Extract to read
Social Futures?: the Sociology of Substance and Shadow - a Collection of Papers from the 2003 British Sociological Association Annual Conference
by Dave Morland, Diane Nutt, Steve Taylor, Andrea Abbas and Tony Chapman
University of Teesside
Sociological Research Online, Volume 10, Issue 3,
Received: 30 Sep 2005 Accepted: 30 Sep 2005 Published: 30 Sep 2005
Introduction1.1 This is the second of two collections of papers from the British Sociological Association (BSA) Annual Conference 2003 to be published within Sociological Research On-Line. The conference was titled Social Futures: Desire, Excess and Waste. The call for papers invited delegates to interrogate currently dominant academic, political and media discourses within western societies which emphasise and celebrate the ‘progress’ and ‘freedoms’ associated with recent global ‘development’, technological change and contemporary cultural experience. Five conference streams were devised in order to pursue this overall aim: Belonging and Isolation; Consumption and Waste; Winners and Losers; Technological Dystopias; Escape Strategies. There was also an Open Stream. Over 120 papers were presented at the conference and there were two highly engaging plenary sessions, one presented by Beverley Skeggs (then at the University of Manchester) and one by George Ritzer (University of Maryland).
1.2 Approximately 80 papers presented at the conference were submitted for publication and two members of the organising team read every one of these. We initially selected papers for publication on the basis of quality and originality but as so many achieved the standards we set, we finally selected those which most directly engaged with the conference aim and themes. The papers presented here were originally presented within the Belonging and Isolation and Winners and Losers streams, and they have all been updated during 2004/5. We particularly feel that this collection challenges the one-dimensional and simplistic representation of contemporary social life and emerging social and cultural trends, which is offered by the above-mentioned dominant discourses. Consequently, these papers also re-assert the importance of a critical and reflexive sociology for a social future.
The Papers2.1 Our innovative and challenging collection of papers exemplifies in many ways the processes of transition that sociology is involved with, both as subject and object. On the one hand, much of the most interesting and provocative literature to emerge from recent sociology identifies the transitions from modernity to late modernity or post modernity as its object. Authors such as Bauman (1992) and Giddens, Beck and Lash (1994) have concentrated on the transformation of social relations that have unfolded over the course of the last few decades. On the other hand, sociology itself is subject to the same transitions that it recognises as its own particular arena of analysis. Such changes could potentially revolutionise theoretical practices within the discipline. To be sure, this challenges sociology, and sociologists to engage with the theoretical spaces created in this process.
2.2 Directing a contemporary sociological gaze toward potential social futures invariably necessitates a glance towards history. Consequently, this collection of papers constitutes what one might term the sociology of substance and shadow. When sociology turns its attention to social futures it adopts a number of varying approaches. As this collection of papers illustrate, sociology explores social futures by employing multi-directional perspectives. In switching on the academic floodlights, be they theoretical or empirical, sociology illuminates not only its substantive subject but also the shadows of that subject’s past and future. In light of the cultural turn, our intention when organising the conference was in part to re-emphasise the continuing significance of social, economic and political structures that have an enduring influence on people’s lives. Equally, our collection of papers represents an important challenge to those discourses that fail to detect the important complexities and contradictions often concealed by emergent social and cultural trends.

Records provided
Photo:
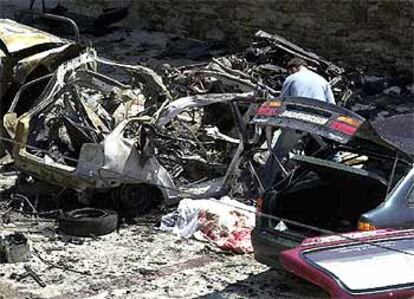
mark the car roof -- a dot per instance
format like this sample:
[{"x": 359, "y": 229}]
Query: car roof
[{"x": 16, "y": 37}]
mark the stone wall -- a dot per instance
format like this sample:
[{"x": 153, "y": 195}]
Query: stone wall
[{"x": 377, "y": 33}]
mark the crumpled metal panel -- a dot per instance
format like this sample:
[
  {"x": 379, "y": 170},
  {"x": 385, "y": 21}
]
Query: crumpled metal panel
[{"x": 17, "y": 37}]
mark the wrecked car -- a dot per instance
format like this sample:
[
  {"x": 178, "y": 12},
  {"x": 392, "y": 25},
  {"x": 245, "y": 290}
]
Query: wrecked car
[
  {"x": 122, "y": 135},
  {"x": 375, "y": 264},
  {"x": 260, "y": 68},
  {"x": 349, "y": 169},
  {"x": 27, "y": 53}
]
---
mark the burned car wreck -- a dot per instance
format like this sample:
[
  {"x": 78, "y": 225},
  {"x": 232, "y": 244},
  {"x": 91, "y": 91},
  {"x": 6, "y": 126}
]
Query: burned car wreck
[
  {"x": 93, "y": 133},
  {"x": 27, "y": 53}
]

Task list
1) Report each line of the records that contains the word "crumpled".
2) Go on with the introduction to the 2003 sociology conference papers, picking up after its last sentence.

Results of the tasks
1)
mark the crumpled metal panel -- a dot per instance
Query: crumpled metal panel

2)
2.3 The Belonging and Isolation stream brought together papers examining the often invisible isolation of some people and groups, which is created by the contemporary emphasis on, and the rhetoric of, social progress and individualism. The stream provided an opportunity to consider the relationships we have to others, which are often overlooked in this individualised present and imagined future, and which for many provide the substance of everyday life. It also highlighted the frequently ignored rituals of belonging which hide in the shadows of social progress. In this stream many papers explored the shifting meaning of identity in a contemporary social world, and engaged with the possibilities this provided for the future.
2.4 The paper by Grundy and Jamieson confronts this question by analysing how young people define their identities within an evolving European landscape. Here we find sociology scrutinizing notions of identity within the context of potential social futures by drawing on ideas of politics, history, culture and geography. Young people in this study are making sense of their place in the social world through localised and regionalized identities, rather than identifying themselves as young Europeans. The imagined future of a European community, best understood through the changing identities of young people, for whom a European landscape seems to offer freedom from the constraints of class and national identity, remains exactly that: imagined. Young ‘Europeans’ themselves appear to make sense of their social world through a sense of place on a far smaller scale, and they continue to understand this through more traditional social dynamics.
2.5 In thinking about the rationale for incorporating a Belonging and Isolation stream within the conference, questions concerning rites of passage were clearly central. We were especially interested in assessing the ways in which rites of passage still shape notions of belonging, and the manner in which they define our understanding of inclusion and value. The paper by Head deals with this issue by focusing on the dynamics integral to processes of social change experienced by lone mothers. Head’s analysis sketches out the context in which lone mothers establish a sense of belonging with their children and other lone parents as a means through which they cope with processes of social exclusion. Her study provides a glimpse into the hidden world of lone mothers by exploring the significance of ‘home’ where it provides both a place to hide, as well as a place to escape from, for families in disadvantaged areas.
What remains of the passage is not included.